WORK TO COMPLETE:
Count how many lines in the rows below contain the string "mark", with case counting, and reply with only that number.
# Start of SUPPLIED MATERIAL
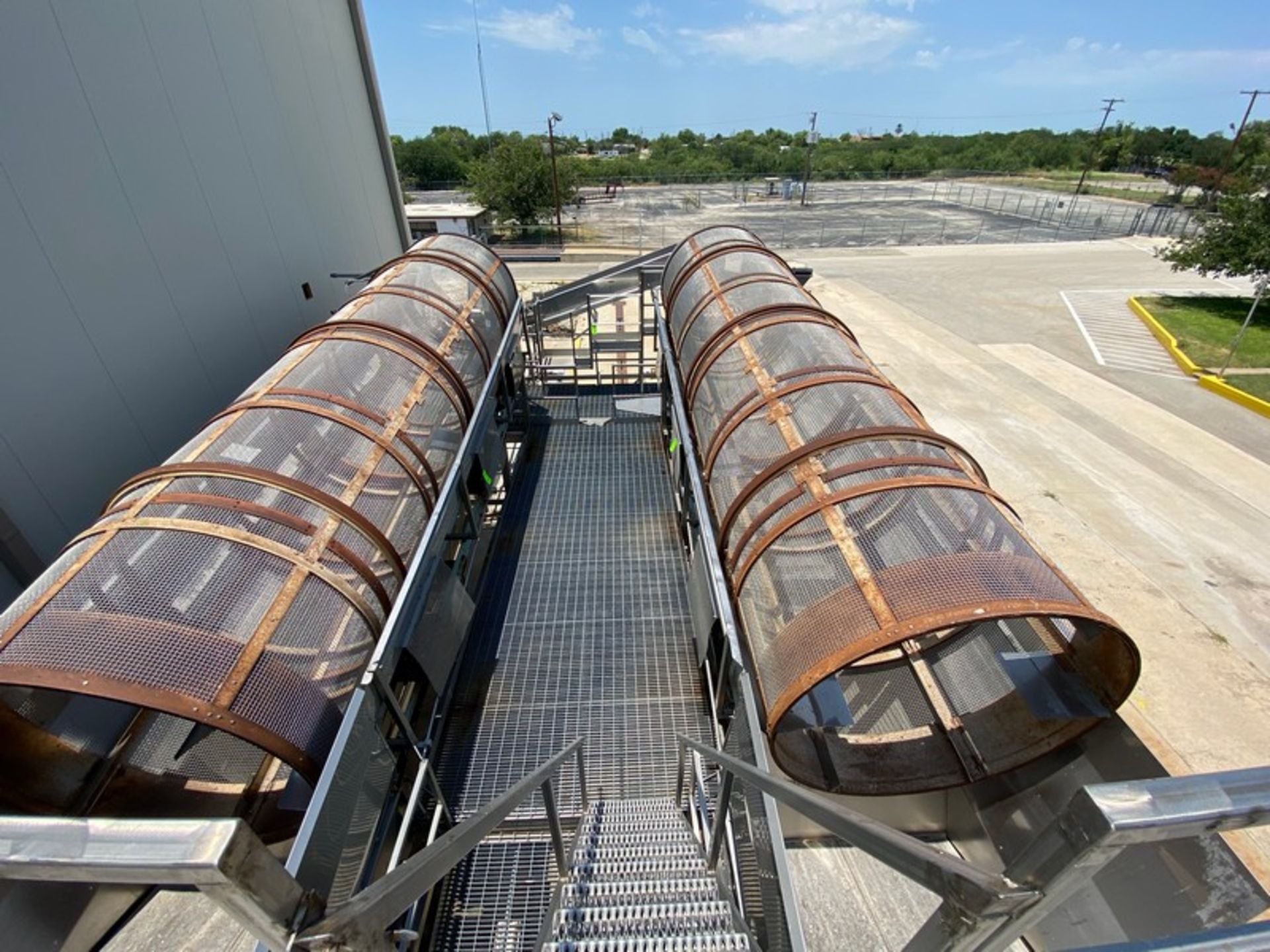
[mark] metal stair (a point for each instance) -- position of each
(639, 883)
# End of SUPPLIED MATERIAL
# Start of SUPPLIED MATERIAL
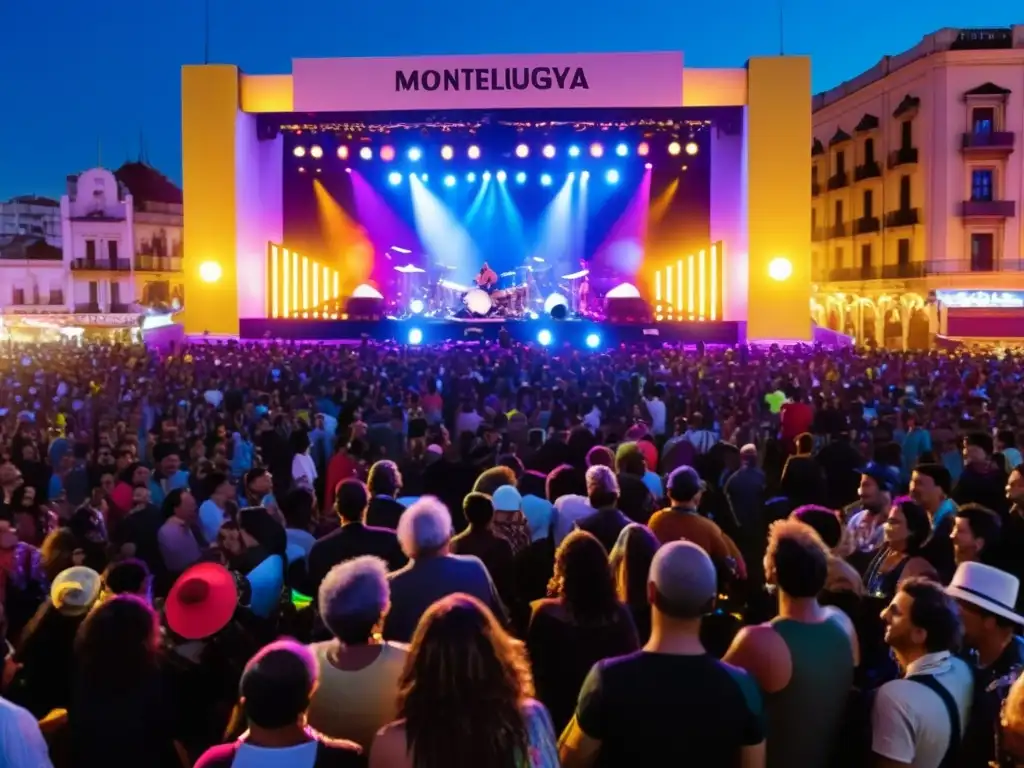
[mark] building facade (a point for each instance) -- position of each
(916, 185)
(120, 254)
# End of SUPPLIED MATERIAL
WRITTEN RESPONSE:
2